TEXT SECTION Block Start
Public Justice Joins the Battle Against Big Tobacco

By Leslie Brueckner
Senior Attorney

For decades, tobacco companies avoided paying any damages to their victims by arguing that consumers assumed the risk of cancer when they decided to smoke cigarettes. That argument went up in smoke when it was discovered that cigarette companies consciously manipulated the nicotine levels in cigarettes in order to make them more addictive.

In the face of that stunning evidence—evidence that came to light in massive, class-action trials brought on behalf of thousands of victims—cigarette companies finally started paying compensation for smoking-related illnesses. To date, Big Tobacco has paid out millions of dollars to injury victims, and many more lawsuits are in the pipeline.

But last month, in its horrendous decision in Graham v. R.J. Reynolds, the U.S. Court of Appeals for the 11th Circuit threw a wrench in the works of thousands of pending claims asserted against R.J. Reynolds and other major tobacco companies. The court broadly held that smokers who, like the plaintiff, were originally part of a massive class action in Florida against several major cigarette companies, cannot rely on findings from a class-action trial to prove claims that cigarettes are defective and that tobacco companies were negligent.

We’ve weighed in with an amicus brief on the side of the angels, urging the en banc Court to reverse the panel’s ruling and reinstate the jury’s $800,000 verdict on behalf of the husband of a woman who died from smoking in 1993. More broadly, we are urging the Court to allow future plaintiffs to rely on the Florida court’s class-action findings in their individual cases against cigarette companies.
TEXT SECTION Block End
RECORD EXCERPTS Block Start
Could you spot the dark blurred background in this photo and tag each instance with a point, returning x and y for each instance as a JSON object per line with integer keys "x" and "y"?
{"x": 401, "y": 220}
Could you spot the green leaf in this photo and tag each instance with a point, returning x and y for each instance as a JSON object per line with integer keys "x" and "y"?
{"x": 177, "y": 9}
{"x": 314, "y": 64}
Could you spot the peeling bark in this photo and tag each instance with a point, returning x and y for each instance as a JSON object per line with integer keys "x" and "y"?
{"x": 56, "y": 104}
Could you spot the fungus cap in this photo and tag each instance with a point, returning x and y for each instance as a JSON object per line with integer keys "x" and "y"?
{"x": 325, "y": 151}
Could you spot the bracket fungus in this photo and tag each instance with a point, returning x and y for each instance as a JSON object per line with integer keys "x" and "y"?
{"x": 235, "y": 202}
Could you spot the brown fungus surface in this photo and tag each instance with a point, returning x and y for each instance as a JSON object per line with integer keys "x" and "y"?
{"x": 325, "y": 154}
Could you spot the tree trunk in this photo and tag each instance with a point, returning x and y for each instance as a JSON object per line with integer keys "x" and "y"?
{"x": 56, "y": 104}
RECORD EXCERPTS Block End
RECORD EXCERPTS Block Start
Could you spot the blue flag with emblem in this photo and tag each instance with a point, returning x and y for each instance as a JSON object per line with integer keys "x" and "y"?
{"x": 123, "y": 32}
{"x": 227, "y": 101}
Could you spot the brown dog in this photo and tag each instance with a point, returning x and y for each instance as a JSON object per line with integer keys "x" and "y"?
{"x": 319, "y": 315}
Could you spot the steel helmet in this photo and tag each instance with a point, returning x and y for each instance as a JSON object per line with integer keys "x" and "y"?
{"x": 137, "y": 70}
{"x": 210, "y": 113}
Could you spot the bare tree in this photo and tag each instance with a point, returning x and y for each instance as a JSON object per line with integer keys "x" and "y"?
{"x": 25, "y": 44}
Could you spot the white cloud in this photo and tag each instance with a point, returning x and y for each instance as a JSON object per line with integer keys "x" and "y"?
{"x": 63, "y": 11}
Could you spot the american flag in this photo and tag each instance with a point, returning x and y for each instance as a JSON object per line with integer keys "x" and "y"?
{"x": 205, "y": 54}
RECORD EXCERPTS Block End
## TASK LIST
1. Rewrite the part of the Big Tobacco article starting at "For decades, tobacco" and ending at "them more addictive.", changing "consumers" to "smokers".
2. In the Big Tobacco article, condense the paragraph beginning "But last month" into a shorter version that keeps its main facts.
3. Pick up the Big Tobacco article after its final sentence and continue writing it.

## ANSWER SET
1.
For decades, tobacco companies avoided paying any damages to their victims by arguing that smokers assumed the risk of cancer when they decided to smoke cigarettes. That argument went up in smoke when it was discovered that cigarette companies consciously manipulated the nicotine levels in cigarettes in order to make them more addictive.

2. Last month, in Graham v. R.J. Reynolds, the U.S. Court of Appeals for the 11th Circuit disrupted thousands of pending claims against R.J. Reynolds and other major tobacco companies. It held that smokers who were originally part of a large Florida class action against several cigarette companies cannot use findings from that class-action trial to prove that cigarettes are defective and that the companies were negligent.

3.
Why is this so important? Recall that, for a long time, it was almost impossible for victims of cigarettes to prove their cases against cigarette companies.  For decades, companies like R.J. Reynolds got away with arguing that cigarettes were safe (wrong) and that, even if they weren’t, cigarette smokers should not be allowed to recover for their injuries because they chose to smoke (also wrong, because it ignores that cigarette companies worked hard to make their products as addictive as possible).

These bogus defenses finally unravelled when cigarette companies started getting sued on a class-wide basis. In 1996, for example, a Florida District Court of Appeal approved certification of a class-action lawsuit encompassing an estimated 700,000 Floridians against the major American tobacco companies for medical conditions, including cancer, “caused by their addiction to cigarettes that contain nicotine.” A year-long, class-wide trial was conducted on the issue of liability, and the jury returned a verdict for the class on all counts. The Florida Supreme Court then de-certified the class but held that the jury findings would nonetheless have “res judicata effect” in cases thereafter brought against one or more of the tobacco companies by a former class member.  Some 9,000 of these individual actions were filed in state and federal court in Florida. Many of these cases have been resolved, but thousands are still pending—and this is where the 11th Circuit’s decision in Graham comes into play.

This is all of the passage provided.